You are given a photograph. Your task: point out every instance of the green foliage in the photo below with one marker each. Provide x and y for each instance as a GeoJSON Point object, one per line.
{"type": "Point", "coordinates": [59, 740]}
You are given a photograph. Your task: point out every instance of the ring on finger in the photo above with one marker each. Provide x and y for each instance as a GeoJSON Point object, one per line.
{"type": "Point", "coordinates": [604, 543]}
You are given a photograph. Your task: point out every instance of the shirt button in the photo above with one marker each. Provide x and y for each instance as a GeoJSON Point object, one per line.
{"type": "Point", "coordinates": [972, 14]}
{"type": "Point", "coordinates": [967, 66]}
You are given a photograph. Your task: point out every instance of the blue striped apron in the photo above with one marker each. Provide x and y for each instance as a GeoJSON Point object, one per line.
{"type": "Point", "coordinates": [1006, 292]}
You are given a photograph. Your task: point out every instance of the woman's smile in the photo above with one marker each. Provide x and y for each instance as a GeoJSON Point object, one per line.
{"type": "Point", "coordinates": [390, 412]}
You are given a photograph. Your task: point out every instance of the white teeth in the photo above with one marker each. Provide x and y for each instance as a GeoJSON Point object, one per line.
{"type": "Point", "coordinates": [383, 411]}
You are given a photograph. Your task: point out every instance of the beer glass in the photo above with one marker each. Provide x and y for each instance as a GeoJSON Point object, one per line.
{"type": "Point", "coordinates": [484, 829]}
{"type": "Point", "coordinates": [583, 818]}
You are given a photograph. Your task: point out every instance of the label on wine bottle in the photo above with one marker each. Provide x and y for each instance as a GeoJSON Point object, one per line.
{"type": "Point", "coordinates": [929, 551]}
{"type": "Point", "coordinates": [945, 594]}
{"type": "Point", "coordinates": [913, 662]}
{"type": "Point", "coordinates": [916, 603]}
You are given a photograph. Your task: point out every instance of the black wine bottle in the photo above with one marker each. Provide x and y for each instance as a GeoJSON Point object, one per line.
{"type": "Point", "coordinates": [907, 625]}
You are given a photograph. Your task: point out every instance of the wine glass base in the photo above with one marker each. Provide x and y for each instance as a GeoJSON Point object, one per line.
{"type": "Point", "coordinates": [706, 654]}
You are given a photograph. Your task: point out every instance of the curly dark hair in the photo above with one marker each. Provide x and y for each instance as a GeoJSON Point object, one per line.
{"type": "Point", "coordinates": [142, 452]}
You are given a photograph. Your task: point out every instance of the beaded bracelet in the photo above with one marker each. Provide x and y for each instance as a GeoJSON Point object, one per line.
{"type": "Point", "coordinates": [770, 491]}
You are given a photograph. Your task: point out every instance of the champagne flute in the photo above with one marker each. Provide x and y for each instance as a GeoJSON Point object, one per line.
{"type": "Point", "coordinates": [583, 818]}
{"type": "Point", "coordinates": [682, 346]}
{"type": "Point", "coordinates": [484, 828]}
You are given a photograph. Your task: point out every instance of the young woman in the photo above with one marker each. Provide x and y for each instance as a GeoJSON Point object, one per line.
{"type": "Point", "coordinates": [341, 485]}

=====

Problem description »
The whole listing above, line by line, is to be retyped exactly.

Response to the exercise »
You are given a photograph. Your task: point out every instance of the green foliage in the photo below with one marker each. Provide x and y for each instance as a GeoJSON Point object, one per line.
{"type": "Point", "coordinates": [59, 740]}
You are given a photograph. Your task: point out every instance of the ring on finger in the photo above with one marker each. Provide x and y for each instance as a GeoJSON Point object, one per line.
{"type": "Point", "coordinates": [604, 543]}
You are given a photograph. Your task: point out every instance of the shirt button in the photo above with one marker each. Provide x and y for each instance as a GeoJSON Point object, one per line.
{"type": "Point", "coordinates": [972, 14]}
{"type": "Point", "coordinates": [967, 66]}
You are given a photograph. Your task: point out every instance of the blue striped apron in the photo above with one marker each. Provide x and y for each instance as a GeoJSON Point object, one per line.
{"type": "Point", "coordinates": [1006, 292]}
You are given a photograph. Your task: point out every instance of the woman's smile in the photo above with one marker each. Provide x and y for each instance as a GeoJSON Point object, one per line.
{"type": "Point", "coordinates": [390, 412]}
You are given a photograph. Your task: point out every instance of the white teeth in the photo above with one marker each. Provide x and y for each instance as a GeoJSON Point object, one per line.
{"type": "Point", "coordinates": [383, 411]}
You are given a photograph. Your task: point out every instance of the beer glass in the photo above with one marker each. Provide x and y for each instance as a GeoJSON Point object, one per line.
{"type": "Point", "coordinates": [484, 829]}
{"type": "Point", "coordinates": [583, 818]}
You are given a photograph. Your task: point out every instance of the label on wine bottle in the photo above with one marker each. Provide x and y for each instance as a GeoJSON Point object, one per line.
{"type": "Point", "coordinates": [929, 551]}
{"type": "Point", "coordinates": [945, 594]}
{"type": "Point", "coordinates": [913, 662]}
{"type": "Point", "coordinates": [916, 603]}
You are given a photograph. Your task: point out every instance of the black wine bottle in the photo above with one marker each. Provide x and y for each instance as a GeoJSON Point object, one per line.
{"type": "Point", "coordinates": [907, 625]}
You are given a photograph. Your task: point out every instance of the wine glass base in the photo above with one marker each. Provide x and y for each instance as a GeoJSON Point object, one per line.
{"type": "Point", "coordinates": [706, 654]}
You are given a photograph. Your task: point out every instance of the curly dark hair in the photo above with one marker each. Provide x and y for each instance as a GeoJSON Point object, one per line.
{"type": "Point", "coordinates": [142, 452]}
You are given a photograph. Your task: point out every instance of the beaded bracelet in the photo above with one marker each. Provide x and y for each instance as a GeoJSON Point object, one per line.
{"type": "Point", "coordinates": [770, 491]}
You are given a photograph. Your task: point out every instance of the champagne flute in the photo above with one marker each. Provide x and y for each instance as a GeoJSON Point object, one per line.
{"type": "Point", "coordinates": [583, 818]}
{"type": "Point", "coordinates": [682, 346]}
{"type": "Point", "coordinates": [484, 828]}
You are given a photograph. Your task: point out every instance of the young woman in the photo above with one marker each. Provide x and y for each instance as a GeoJSON Point object, one per line.
{"type": "Point", "coordinates": [341, 485]}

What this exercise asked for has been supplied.